Instructions to follow: Every line from the one with "Teacher note: indicate the red" through the end of the records below should be restated word for word, and nothing outside that span.

-- start Records supplied --

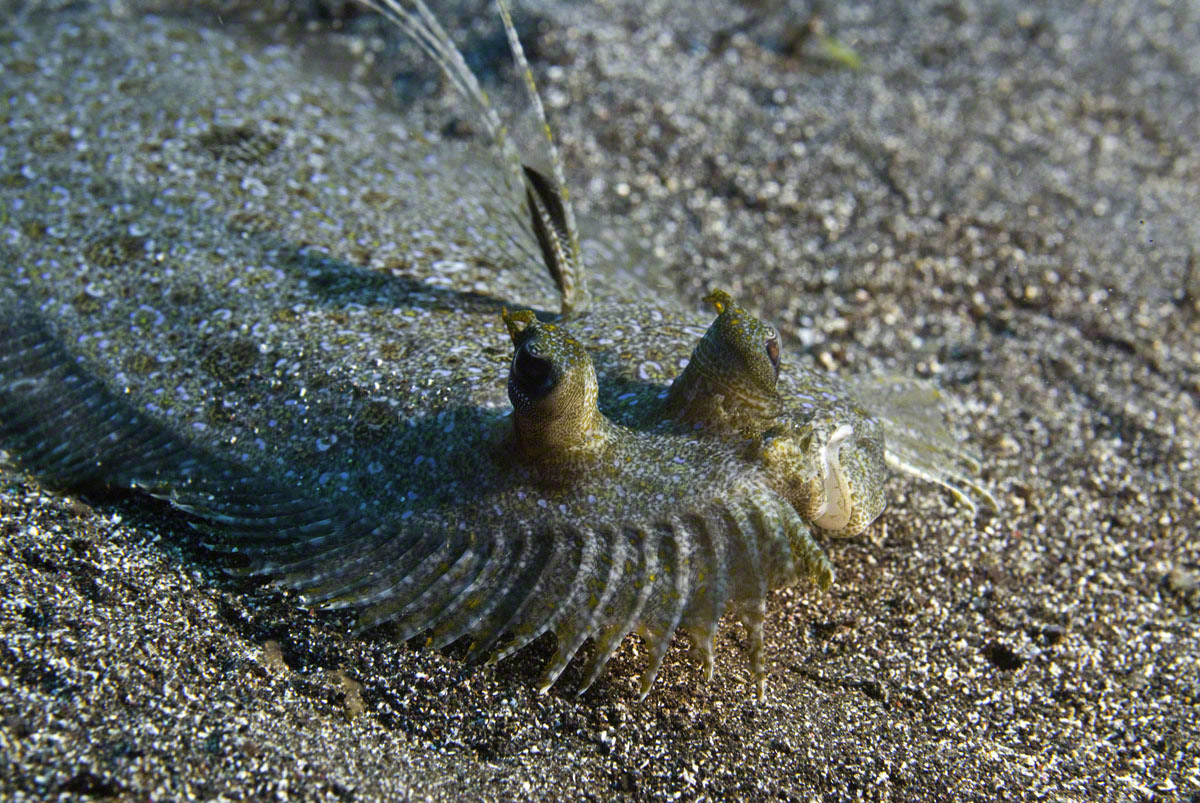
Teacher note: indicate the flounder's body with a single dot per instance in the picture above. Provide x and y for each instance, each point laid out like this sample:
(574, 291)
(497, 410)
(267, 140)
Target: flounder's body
(298, 300)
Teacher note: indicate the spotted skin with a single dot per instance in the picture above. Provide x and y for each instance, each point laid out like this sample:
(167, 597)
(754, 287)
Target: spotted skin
(287, 319)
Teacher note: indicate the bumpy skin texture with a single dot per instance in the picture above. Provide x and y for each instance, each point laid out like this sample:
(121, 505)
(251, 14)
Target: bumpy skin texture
(327, 390)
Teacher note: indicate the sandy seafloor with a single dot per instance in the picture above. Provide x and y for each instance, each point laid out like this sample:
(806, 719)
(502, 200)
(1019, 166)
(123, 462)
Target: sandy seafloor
(1005, 198)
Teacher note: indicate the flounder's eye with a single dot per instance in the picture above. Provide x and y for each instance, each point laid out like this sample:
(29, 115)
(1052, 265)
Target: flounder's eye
(773, 352)
(532, 372)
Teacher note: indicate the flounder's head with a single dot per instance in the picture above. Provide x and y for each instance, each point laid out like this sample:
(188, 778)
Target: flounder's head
(825, 455)
(552, 385)
(729, 385)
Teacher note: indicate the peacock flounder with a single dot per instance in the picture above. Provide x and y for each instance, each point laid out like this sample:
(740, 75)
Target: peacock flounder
(243, 288)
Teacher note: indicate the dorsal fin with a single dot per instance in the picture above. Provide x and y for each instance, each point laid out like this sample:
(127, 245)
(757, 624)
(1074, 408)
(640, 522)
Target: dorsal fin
(550, 227)
(551, 215)
(569, 273)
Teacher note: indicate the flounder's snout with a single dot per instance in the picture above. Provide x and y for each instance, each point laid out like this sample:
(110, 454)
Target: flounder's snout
(832, 472)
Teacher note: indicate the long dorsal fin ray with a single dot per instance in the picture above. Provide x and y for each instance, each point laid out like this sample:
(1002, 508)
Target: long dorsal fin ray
(550, 213)
(569, 273)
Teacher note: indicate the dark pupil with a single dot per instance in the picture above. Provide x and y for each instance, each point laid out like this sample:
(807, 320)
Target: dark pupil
(773, 353)
(532, 372)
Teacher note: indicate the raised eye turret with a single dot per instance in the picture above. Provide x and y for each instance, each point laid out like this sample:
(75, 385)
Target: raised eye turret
(729, 385)
(552, 385)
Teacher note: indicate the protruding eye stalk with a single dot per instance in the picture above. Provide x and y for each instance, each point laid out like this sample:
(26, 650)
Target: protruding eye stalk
(773, 353)
(533, 373)
(729, 385)
(552, 385)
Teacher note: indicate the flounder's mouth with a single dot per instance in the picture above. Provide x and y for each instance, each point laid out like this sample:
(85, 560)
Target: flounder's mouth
(838, 507)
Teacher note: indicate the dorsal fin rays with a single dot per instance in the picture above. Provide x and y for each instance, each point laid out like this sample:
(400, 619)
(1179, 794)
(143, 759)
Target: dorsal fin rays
(547, 202)
(569, 274)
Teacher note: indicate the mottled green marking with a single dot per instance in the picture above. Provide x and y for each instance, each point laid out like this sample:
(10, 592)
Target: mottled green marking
(279, 307)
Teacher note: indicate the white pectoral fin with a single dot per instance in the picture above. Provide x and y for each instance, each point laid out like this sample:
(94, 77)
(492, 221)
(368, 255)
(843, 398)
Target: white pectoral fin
(835, 513)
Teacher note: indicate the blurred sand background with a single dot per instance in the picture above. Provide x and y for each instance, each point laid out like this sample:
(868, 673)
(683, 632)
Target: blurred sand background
(1000, 197)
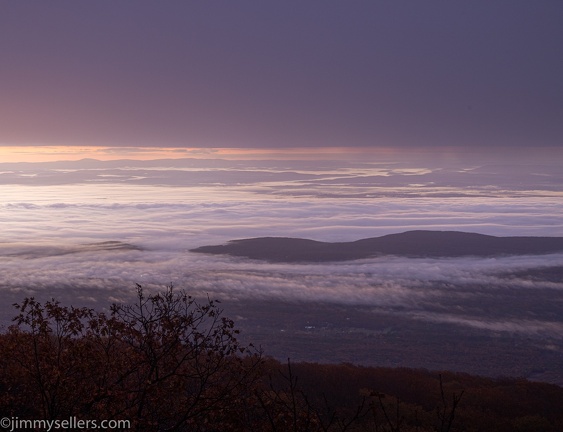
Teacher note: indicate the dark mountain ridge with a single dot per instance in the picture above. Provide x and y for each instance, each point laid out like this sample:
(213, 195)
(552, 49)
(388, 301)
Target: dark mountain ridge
(439, 244)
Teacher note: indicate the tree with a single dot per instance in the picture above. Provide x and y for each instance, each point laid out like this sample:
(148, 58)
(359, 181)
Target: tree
(166, 362)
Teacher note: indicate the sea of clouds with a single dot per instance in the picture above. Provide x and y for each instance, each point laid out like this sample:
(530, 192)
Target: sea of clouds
(57, 220)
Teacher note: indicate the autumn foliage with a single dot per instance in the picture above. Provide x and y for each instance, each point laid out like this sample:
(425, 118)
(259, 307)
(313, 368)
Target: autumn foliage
(169, 362)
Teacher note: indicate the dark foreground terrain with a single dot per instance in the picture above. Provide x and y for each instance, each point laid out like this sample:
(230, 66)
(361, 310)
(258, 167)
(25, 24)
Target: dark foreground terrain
(328, 333)
(169, 362)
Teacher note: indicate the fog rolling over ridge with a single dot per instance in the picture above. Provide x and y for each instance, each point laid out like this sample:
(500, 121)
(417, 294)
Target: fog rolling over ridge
(87, 231)
(440, 244)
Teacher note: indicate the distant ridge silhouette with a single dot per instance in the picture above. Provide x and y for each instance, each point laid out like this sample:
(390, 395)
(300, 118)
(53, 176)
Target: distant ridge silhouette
(409, 244)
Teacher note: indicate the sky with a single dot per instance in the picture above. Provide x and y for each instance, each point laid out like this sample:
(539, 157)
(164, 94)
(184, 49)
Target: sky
(163, 126)
(291, 74)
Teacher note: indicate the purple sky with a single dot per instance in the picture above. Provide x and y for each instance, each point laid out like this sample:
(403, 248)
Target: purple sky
(282, 74)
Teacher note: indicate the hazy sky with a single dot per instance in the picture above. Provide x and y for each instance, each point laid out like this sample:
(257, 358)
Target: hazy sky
(281, 73)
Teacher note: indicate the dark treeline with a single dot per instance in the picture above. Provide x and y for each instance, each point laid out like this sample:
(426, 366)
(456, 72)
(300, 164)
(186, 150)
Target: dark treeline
(169, 362)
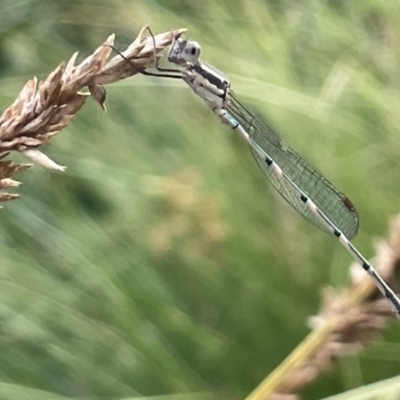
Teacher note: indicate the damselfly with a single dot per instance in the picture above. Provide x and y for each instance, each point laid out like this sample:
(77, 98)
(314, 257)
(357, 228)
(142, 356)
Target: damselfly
(307, 190)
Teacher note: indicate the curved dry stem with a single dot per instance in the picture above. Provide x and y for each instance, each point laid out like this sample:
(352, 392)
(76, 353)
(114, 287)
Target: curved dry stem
(347, 322)
(43, 109)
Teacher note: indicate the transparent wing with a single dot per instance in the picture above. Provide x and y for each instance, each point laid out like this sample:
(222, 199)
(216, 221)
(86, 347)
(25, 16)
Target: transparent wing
(330, 200)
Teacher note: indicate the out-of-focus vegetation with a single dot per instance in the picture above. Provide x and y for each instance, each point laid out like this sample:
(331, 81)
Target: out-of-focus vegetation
(162, 262)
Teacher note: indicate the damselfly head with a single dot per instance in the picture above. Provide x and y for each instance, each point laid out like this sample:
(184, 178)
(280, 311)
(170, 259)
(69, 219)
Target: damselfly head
(184, 52)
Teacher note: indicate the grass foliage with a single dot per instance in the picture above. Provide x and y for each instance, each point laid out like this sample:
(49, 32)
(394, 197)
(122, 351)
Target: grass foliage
(161, 263)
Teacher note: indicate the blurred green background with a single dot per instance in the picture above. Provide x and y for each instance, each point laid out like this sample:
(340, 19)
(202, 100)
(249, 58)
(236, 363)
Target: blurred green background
(162, 263)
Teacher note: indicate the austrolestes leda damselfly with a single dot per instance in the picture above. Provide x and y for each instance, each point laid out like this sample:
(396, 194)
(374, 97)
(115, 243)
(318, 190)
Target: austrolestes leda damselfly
(300, 184)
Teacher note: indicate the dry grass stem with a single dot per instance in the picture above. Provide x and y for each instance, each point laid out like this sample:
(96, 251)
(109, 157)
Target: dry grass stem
(43, 109)
(348, 321)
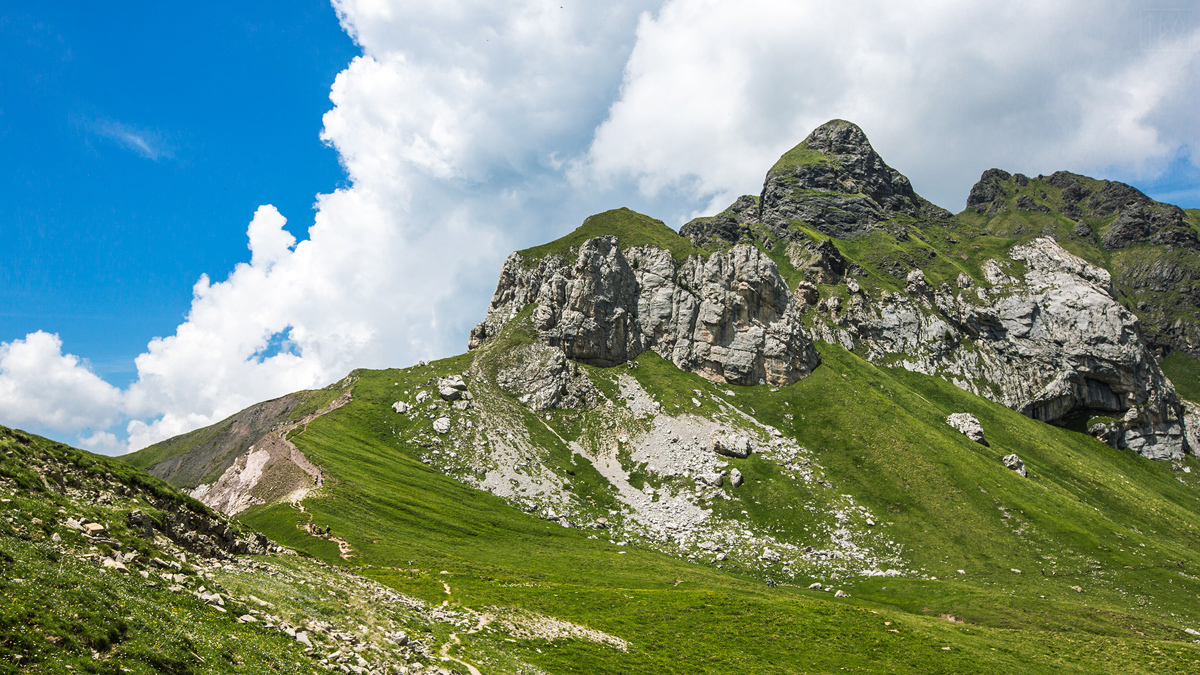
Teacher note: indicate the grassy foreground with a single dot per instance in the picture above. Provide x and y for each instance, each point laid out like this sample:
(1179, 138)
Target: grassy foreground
(1105, 542)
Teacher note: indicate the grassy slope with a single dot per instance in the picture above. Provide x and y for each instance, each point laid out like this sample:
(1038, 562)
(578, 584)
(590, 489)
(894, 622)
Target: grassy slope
(1183, 371)
(630, 227)
(880, 434)
(61, 614)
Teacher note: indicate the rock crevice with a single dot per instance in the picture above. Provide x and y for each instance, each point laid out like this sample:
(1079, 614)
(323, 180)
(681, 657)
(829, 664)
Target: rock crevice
(730, 317)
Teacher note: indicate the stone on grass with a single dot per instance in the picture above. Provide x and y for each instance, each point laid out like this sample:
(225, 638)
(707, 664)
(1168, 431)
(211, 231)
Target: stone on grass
(1015, 464)
(969, 425)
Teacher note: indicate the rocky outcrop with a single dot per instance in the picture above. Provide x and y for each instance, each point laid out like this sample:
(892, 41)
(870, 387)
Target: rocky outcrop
(838, 184)
(1053, 344)
(729, 317)
(1015, 464)
(966, 424)
(543, 378)
(731, 226)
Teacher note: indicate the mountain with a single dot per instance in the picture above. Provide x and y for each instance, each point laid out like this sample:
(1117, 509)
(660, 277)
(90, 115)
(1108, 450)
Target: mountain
(952, 443)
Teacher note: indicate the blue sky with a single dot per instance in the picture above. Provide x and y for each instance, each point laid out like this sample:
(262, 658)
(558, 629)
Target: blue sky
(137, 144)
(209, 205)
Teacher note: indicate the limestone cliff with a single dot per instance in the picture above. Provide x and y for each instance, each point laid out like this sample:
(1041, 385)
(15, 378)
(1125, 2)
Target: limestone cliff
(1051, 342)
(729, 316)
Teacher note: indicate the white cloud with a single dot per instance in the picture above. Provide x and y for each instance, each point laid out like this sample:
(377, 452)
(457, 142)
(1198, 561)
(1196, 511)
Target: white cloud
(139, 141)
(444, 126)
(43, 388)
(714, 93)
(469, 129)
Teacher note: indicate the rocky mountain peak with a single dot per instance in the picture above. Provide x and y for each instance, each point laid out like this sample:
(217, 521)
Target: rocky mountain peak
(839, 137)
(838, 184)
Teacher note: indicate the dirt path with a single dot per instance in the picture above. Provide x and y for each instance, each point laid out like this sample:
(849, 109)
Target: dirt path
(343, 548)
(445, 655)
(444, 652)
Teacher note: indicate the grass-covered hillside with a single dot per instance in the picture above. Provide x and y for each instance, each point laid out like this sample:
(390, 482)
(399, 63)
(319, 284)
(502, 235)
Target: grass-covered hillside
(1105, 542)
(97, 575)
(630, 228)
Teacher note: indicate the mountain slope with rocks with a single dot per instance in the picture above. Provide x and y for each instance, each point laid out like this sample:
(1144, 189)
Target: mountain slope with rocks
(892, 437)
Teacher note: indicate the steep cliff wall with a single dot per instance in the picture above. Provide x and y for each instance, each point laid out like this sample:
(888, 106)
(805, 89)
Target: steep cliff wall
(729, 316)
(1050, 341)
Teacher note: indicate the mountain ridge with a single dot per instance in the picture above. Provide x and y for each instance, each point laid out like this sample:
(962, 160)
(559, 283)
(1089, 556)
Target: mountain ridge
(744, 400)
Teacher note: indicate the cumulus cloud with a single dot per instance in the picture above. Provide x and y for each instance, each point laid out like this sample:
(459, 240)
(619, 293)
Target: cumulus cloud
(714, 93)
(43, 388)
(469, 129)
(445, 126)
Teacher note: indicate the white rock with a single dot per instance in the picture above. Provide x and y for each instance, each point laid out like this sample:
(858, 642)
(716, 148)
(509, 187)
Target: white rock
(969, 425)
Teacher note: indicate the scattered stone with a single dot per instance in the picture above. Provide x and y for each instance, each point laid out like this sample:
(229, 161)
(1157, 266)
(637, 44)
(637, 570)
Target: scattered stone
(969, 425)
(732, 446)
(1015, 464)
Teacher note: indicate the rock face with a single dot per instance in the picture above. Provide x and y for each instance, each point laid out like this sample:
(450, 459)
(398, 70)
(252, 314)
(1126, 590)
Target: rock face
(838, 184)
(1051, 344)
(1158, 279)
(1015, 464)
(543, 378)
(730, 317)
(967, 425)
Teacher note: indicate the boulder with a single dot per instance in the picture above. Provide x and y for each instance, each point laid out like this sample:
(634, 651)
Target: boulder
(1015, 464)
(969, 425)
(543, 378)
(1053, 344)
(453, 382)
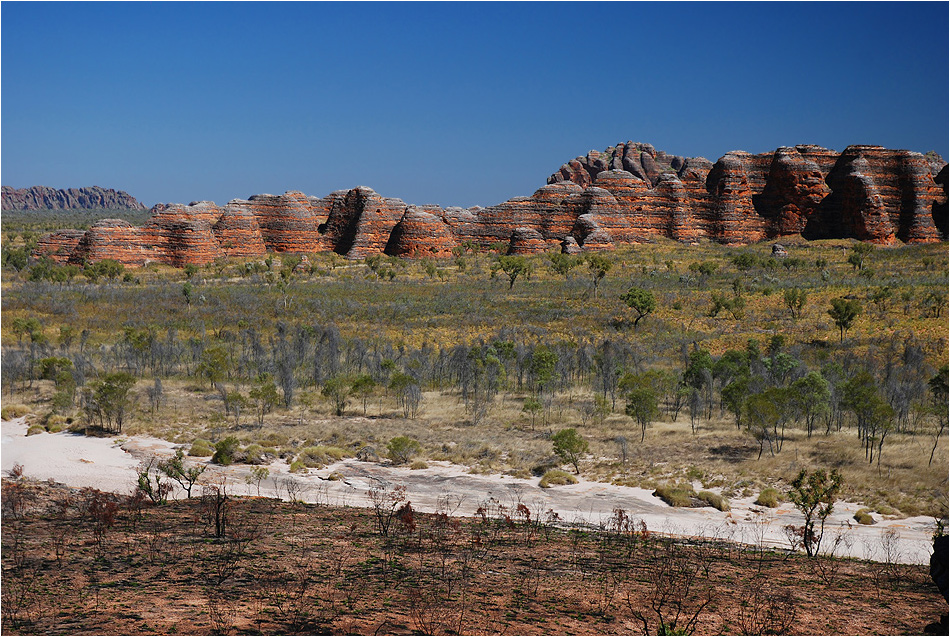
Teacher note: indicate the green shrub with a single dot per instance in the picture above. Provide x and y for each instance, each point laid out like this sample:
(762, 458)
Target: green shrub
(402, 448)
(225, 450)
(679, 495)
(768, 497)
(714, 500)
(254, 454)
(320, 455)
(55, 423)
(9, 412)
(555, 477)
(201, 448)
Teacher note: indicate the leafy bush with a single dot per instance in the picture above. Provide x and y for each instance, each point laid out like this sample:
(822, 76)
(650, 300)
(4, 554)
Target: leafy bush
(768, 497)
(201, 448)
(678, 495)
(555, 477)
(320, 455)
(9, 412)
(402, 448)
(55, 423)
(714, 500)
(225, 450)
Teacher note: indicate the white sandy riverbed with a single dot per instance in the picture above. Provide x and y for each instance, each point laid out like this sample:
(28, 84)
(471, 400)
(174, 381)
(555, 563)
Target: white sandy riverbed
(110, 464)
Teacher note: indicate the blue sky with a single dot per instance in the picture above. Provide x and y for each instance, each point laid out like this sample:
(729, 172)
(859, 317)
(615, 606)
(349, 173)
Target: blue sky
(455, 103)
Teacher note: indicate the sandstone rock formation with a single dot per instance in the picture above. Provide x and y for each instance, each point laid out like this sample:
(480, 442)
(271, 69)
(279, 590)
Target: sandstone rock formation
(629, 193)
(59, 245)
(43, 198)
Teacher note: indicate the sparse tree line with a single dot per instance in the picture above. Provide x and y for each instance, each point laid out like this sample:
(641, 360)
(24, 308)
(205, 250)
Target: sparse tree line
(766, 388)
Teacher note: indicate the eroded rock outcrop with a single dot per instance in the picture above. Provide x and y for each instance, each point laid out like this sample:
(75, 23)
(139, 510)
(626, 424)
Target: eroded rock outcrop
(421, 234)
(627, 194)
(59, 245)
(45, 198)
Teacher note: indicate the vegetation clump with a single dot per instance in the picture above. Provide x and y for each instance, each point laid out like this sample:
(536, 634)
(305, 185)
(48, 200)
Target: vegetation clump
(554, 477)
(676, 495)
(714, 500)
(768, 497)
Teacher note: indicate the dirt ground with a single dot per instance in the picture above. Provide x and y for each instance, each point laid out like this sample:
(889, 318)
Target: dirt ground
(82, 562)
(110, 465)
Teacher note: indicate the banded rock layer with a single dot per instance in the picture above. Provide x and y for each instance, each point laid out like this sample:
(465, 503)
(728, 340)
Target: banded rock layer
(630, 193)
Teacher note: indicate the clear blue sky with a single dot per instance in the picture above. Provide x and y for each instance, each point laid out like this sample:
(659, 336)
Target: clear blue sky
(456, 103)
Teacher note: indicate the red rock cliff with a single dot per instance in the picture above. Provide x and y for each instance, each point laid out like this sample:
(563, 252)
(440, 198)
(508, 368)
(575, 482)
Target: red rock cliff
(626, 194)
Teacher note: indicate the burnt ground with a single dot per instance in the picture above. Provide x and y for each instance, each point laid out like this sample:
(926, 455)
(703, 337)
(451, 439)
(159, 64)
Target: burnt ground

-- end Records supplied --

Output:
Teacher note: indicate the red rock cliff with a single dot per instance in the picture above. Provide x and y for each instance, each point laid out like this sample:
(563, 252)
(440, 198)
(508, 368)
(575, 482)
Target: red rock cliff
(626, 194)
Teacher note: indicate the burnt ground with a single dot per instance in the picture above. Provide x and y for each instance, each point laid out like this sample:
(926, 455)
(703, 337)
(451, 439)
(159, 64)
Target: burnt ground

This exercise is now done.